* What needs to be done
Leaving out every picture, output the records below exactly as they are.

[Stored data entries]
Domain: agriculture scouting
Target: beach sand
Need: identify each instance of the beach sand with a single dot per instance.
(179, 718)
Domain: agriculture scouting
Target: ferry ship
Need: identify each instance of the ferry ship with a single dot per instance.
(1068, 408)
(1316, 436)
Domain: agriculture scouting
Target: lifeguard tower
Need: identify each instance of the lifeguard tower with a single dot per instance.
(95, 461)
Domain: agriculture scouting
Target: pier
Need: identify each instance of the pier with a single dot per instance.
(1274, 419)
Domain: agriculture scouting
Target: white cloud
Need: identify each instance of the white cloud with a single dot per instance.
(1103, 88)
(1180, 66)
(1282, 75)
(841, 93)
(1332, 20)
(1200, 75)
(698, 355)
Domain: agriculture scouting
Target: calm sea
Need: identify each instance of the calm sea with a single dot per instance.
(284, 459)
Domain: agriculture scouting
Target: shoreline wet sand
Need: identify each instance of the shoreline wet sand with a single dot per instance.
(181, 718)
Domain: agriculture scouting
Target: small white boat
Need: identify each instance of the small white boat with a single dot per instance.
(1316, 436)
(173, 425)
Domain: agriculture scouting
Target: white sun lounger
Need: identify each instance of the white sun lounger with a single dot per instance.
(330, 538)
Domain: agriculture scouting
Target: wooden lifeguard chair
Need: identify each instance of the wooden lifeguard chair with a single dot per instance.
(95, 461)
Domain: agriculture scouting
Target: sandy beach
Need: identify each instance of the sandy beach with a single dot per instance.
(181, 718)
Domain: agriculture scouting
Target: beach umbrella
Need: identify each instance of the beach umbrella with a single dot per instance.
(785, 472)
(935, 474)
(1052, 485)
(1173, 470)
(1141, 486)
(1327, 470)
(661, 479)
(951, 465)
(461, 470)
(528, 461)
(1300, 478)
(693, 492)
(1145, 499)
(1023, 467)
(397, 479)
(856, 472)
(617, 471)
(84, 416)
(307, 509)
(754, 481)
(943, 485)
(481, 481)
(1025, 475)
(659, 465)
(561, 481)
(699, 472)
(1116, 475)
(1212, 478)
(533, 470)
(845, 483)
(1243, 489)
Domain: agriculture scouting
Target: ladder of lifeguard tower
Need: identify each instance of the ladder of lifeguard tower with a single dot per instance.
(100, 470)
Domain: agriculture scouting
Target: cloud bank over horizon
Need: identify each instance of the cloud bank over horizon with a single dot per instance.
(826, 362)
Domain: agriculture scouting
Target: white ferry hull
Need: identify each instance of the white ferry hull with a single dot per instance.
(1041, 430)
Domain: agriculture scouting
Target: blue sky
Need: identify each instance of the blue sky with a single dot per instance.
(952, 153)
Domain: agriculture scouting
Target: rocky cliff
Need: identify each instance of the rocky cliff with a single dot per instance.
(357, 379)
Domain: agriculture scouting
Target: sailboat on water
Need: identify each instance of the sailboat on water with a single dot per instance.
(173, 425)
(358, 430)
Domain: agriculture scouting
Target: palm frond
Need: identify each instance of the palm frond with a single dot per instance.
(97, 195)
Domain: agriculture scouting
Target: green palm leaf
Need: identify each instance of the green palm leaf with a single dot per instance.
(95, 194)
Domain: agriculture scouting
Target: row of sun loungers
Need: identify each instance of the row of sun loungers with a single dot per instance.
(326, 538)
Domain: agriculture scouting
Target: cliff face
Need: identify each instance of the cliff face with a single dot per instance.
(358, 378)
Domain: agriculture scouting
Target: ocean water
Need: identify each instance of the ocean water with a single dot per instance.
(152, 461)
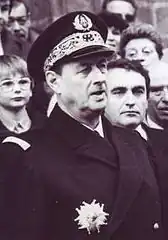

* Response to the exercise
Domain: agriculture scouting
Target: beach sand
Need: identify each instance of the beach sand with a single dot per instance.
(179, 718)
Domain: agriculture scouting
Target: ferry ship
Need: identify each instance of the ferry ship with a single dot per instance.
(1068, 408)
(1316, 436)
Domain: agriculture scouting
Target: lifeguard tower
Need: identify each instance of the lifeguard tower with a single dot per instance.
(95, 461)
Domain: agriculture scouting
Target: pier
Need: identify each instance of the pier with a single dot per instance.
(1274, 419)
Domain: agriculture scouting
Target: white cloud
Need: identify each instance of the white cloud with a single dot per instance.
(1103, 88)
(1180, 66)
(1282, 75)
(841, 93)
(1332, 20)
(1200, 75)
(698, 355)
Domain: agriculture scouting
Target: calm sea
Need: identify each instance of the calm sea with a single dot per instance.
(284, 459)
Domain: agriculture scouting
Target: shoreline wet sand
Need: identify each instance of the shoreline wet sand with a single dot per instance.
(181, 718)
Domain: agriculture scouting
Target: small white boat
Need: identify each instance of the small white boat with a single dot per instance.
(1316, 436)
(173, 425)
Domain: agriculture scouting
Target: white sun lounger
Need: identify each instance of the white sun lounger with a single dot per instance.
(330, 538)
Domain: agriculture scouting
Target: wooden lifeguard chair
Need: identify each instance of the wooden lifeguard chair with a single dot per instance.
(95, 461)
Domain: agriculture scouting
Target: sandy beach
Need: identify each instance of the sandy beach with a single dot per instance.
(181, 718)
Domain: agriculture scouting
Target: beach umbrella
Need: identify each instance of the beach umbrella with a single dot per instance.
(785, 472)
(935, 474)
(1052, 485)
(1173, 470)
(1141, 486)
(1327, 470)
(661, 479)
(951, 465)
(461, 470)
(528, 461)
(1300, 478)
(693, 492)
(1145, 499)
(1023, 467)
(397, 479)
(856, 472)
(617, 471)
(84, 416)
(307, 509)
(754, 481)
(943, 485)
(481, 481)
(1025, 475)
(659, 465)
(561, 481)
(699, 472)
(1116, 475)
(1212, 478)
(533, 470)
(845, 483)
(1243, 489)
Domain: agriculture scouting
Target: ladder of lifeguard tower
Need: identify each instance of the ladder of lifeguard tower with a single dot per instance.
(100, 470)
Domain: agriculture scouting
Target: cloud bank over horizon
Need: identify each instance of the cloud bank over horizon with a single dot per instance.
(826, 362)
Domain: agriculture scouting
Target: white ferry hull
Need: identify each instance of the white ferry hull with a single dot per instance.
(1041, 430)
Domain: agriculture scouting
Target: blue sky
Need: identify each instance of the blue sky with a single dot per instance.
(952, 153)
Domain: agriculture scouting
Target: rocky cliff
Need: identify each instance of the rocky cliff with a single dot per instance.
(357, 379)
Domain: agriculture scouting
Target: sailboat on water
Need: identify each instance of the sailboat on water with a single dot per instance.
(173, 425)
(358, 430)
Domain: agriculture scouting
Target: palm frond
Need: identify each instance of the palm frond with a single dot per instance.
(97, 195)
Domain: agriculture scouting
Target: green palm leaf
Need: identify each instance of the green palm leaf with a single dot per instance.
(95, 194)
Domain: agriculture scouting
Target: row of sun loungers
Need: identify each instance of the row of sun loungers with a single dot per instance.
(326, 538)
Domain: agriculture scouting
Target: cliff face
Need: identify each instance of the cliff face with a single dot per instance.
(358, 378)
Domain: agriculture scouting
Target: ocean water
Need: identify each instance of the ocean water with a single dot per instance.
(152, 461)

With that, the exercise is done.